- [Task instructions] Your task is to copy every line below that contains the word "Return".

- [Source data]
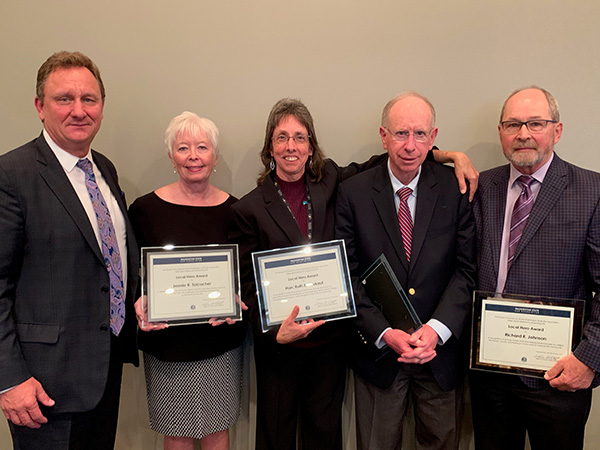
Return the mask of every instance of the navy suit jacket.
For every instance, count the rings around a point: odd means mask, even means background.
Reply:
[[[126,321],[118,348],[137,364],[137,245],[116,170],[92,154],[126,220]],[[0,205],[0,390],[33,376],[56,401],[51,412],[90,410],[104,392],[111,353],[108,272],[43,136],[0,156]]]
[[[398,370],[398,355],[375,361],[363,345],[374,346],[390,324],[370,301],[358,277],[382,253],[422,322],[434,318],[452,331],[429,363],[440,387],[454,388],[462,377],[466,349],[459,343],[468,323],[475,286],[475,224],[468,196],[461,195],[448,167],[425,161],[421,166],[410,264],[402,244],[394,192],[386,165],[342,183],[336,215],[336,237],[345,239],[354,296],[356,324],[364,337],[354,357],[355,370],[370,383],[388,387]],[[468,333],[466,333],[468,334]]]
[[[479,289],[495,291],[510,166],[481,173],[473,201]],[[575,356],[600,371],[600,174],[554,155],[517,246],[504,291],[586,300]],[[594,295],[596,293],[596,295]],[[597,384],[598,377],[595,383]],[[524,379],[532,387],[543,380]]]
--
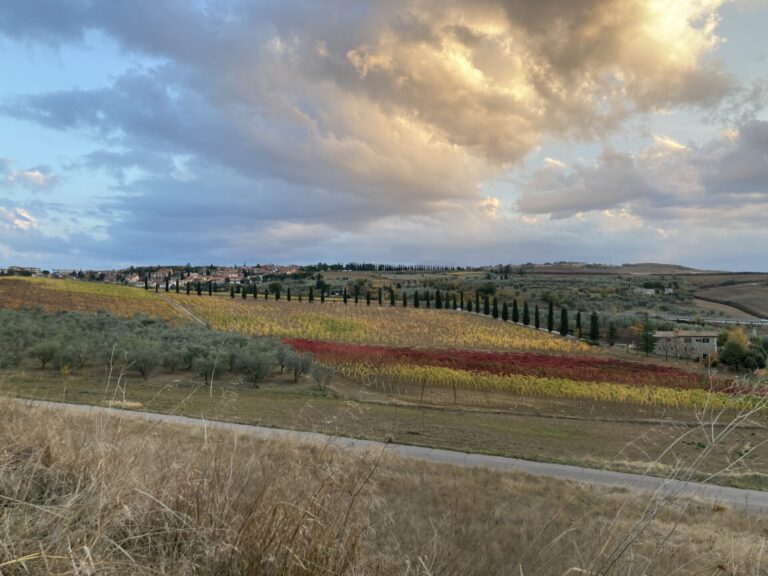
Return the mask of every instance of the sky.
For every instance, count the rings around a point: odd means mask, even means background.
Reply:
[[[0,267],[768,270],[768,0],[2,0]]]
* * *
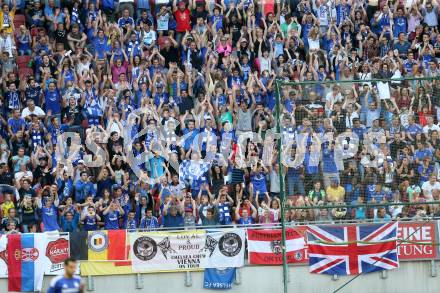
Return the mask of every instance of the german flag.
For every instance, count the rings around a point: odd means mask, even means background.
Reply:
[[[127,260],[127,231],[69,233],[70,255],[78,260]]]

- [Result for this exercise]
Return the mask of every instance of the navy suit jacket.
Return the mask of every instance of the sky.
Return the mask of every instance of the german flag.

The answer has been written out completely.